* Required work
Once you have read the records below, write them all out exactly as given.

* Task inputs

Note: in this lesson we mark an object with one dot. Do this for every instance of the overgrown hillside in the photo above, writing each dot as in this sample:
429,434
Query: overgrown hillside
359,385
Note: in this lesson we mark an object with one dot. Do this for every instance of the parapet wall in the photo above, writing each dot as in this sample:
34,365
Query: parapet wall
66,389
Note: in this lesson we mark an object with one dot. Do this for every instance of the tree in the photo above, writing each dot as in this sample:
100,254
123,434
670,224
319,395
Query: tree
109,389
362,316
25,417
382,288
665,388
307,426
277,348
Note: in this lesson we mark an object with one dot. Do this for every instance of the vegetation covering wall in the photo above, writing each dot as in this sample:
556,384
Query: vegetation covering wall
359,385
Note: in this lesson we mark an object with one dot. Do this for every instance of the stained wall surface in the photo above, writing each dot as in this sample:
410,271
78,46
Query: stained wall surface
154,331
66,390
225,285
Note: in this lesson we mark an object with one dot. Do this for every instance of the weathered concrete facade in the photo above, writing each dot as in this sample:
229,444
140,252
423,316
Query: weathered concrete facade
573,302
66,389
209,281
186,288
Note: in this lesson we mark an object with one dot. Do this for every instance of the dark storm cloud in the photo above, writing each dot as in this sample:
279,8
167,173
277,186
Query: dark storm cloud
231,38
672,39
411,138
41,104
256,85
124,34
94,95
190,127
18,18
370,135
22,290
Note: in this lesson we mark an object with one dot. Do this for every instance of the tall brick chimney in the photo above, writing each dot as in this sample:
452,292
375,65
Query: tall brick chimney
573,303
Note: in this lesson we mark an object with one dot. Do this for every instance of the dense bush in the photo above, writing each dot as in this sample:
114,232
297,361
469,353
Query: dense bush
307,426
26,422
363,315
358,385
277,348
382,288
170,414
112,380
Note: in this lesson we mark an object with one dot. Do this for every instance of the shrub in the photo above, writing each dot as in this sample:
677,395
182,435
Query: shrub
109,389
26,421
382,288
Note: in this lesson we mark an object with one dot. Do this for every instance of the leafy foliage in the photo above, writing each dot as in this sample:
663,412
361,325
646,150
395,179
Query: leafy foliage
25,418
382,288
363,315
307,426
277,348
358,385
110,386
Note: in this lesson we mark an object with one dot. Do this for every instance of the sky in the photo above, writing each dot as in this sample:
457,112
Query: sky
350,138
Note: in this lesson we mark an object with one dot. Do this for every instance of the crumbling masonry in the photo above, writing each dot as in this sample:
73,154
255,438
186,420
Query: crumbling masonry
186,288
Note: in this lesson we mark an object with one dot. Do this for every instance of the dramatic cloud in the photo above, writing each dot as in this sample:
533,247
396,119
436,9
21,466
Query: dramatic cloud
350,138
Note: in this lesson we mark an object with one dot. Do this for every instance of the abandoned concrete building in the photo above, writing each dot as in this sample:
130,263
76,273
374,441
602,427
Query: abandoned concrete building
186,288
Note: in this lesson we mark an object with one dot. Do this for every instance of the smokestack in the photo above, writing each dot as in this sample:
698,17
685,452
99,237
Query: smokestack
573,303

* Written answer
Note: in this lesson we mark an object with one dot. Do this for every instance of the overgrown hillside in the photo above, writing each dot as in this sample:
429,434
Query: overgrown hillside
359,385
Note: in this lesson we mark an object with one dot. Do this for every instance of the parapet wall in the photo above, writing each dot as in this sample:
34,365
Query: parapet wall
66,389
Note: in this lesson we mark an object with one dot. Do this for every instance of the tree in the photo above, writing each dot as in this sample:
100,254
123,434
670,224
319,395
Query: tree
109,389
362,316
25,417
382,288
665,388
307,426
277,348
Note: in this lesson we mark an object with one dot. Do this for every instance of the vegetation covering wall in the photo above, writing each dot as in this sample:
556,384
Query: vegetation covering wall
359,385
Note: in this lesson we mark an object with one dot. Do this for every instance of the stained wall surface in the photo above, writing each dot as in this sample:
410,271
78,46
Query: stained wall surface
154,331
66,390
225,285
Note: in this lesson we mark an object with one dot. Do this for every instance of the weathered concrete facade in the photo above, writing each dot as in this sample:
229,444
140,252
423,316
Query: weathered concrete facade
573,302
66,389
209,281
186,288
Note: in this lesson we mark an object with one dot. Do this for every instance of the dark storm cloud in the photo above, writing each dot as in this sample:
279,8
167,173
277,186
Query: dark storm cloud
231,38
672,39
411,138
41,104
256,85
124,34
94,95
190,127
18,18
370,135
22,290
Note: in this lesson we mark an object with one dot. Do this for every instance of the tall brick chimney in the photo above, writing each dot as in this sample:
452,292
375,65
Query: tall brick chimney
573,303
Note: in this lesson we mark an object with one dot. Do this for every instance of the dense bush in the photo above, writing each dot as in this sample:
114,232
297,361
469,353
Query: dense bush
307,426
26,422
363,315
358,385
277,348
382,288
170,414
112,380
Note: in this lesson we mark an object with one dot. Do this for every instance of the shrub in the photo above, writing each dot as in this sample:
677,395
182,435
Query: shrub
109,389
26,421
382,288
Note: in this lesson we mark an object with one dot. Do this for every instance of the leafy foliage in the photo above, writing each dot as in this sample:
663,412
361,325
646,150
395,179
Query: leafy foliage
25,418
382,288
363,315
307,426
277,348
358,385
110,386
Note: in this lesson we mark an object with one dot. Do this for every instance of the sky in the photo above, writing each dot as in this sample:
457,112
Query: sky
350,138
Note: in this lesson we mark an object with one dot. Do this for every instance of the crumbling masonry in the photo above, writing each dot as in this sample:
73,154
255,438
186,420
Query: crumbling masonry
186,288
Note: in this lesson we mark an object with one dot. Do this for every instance of the dramatic cloud in the photo above, writing each dot as in this sample:
533,247
396,119
436,9
21,466
Query: dramatic cloud
350,138
Note: in this lesson we mark an object with one dot. Do this for every instance of the abandoned concrete building in the photo above, writing each dot as in this sample:
130,263
76,273
374,441
602,427
Query: abandoned concrete building
186,288
Note: in this lesson we mark an object with one dot. Do this for every instance of the smokestack in the photo above, writing each dot as in this sample:
698,17
685,452
99,237
Query: smokestack
573,303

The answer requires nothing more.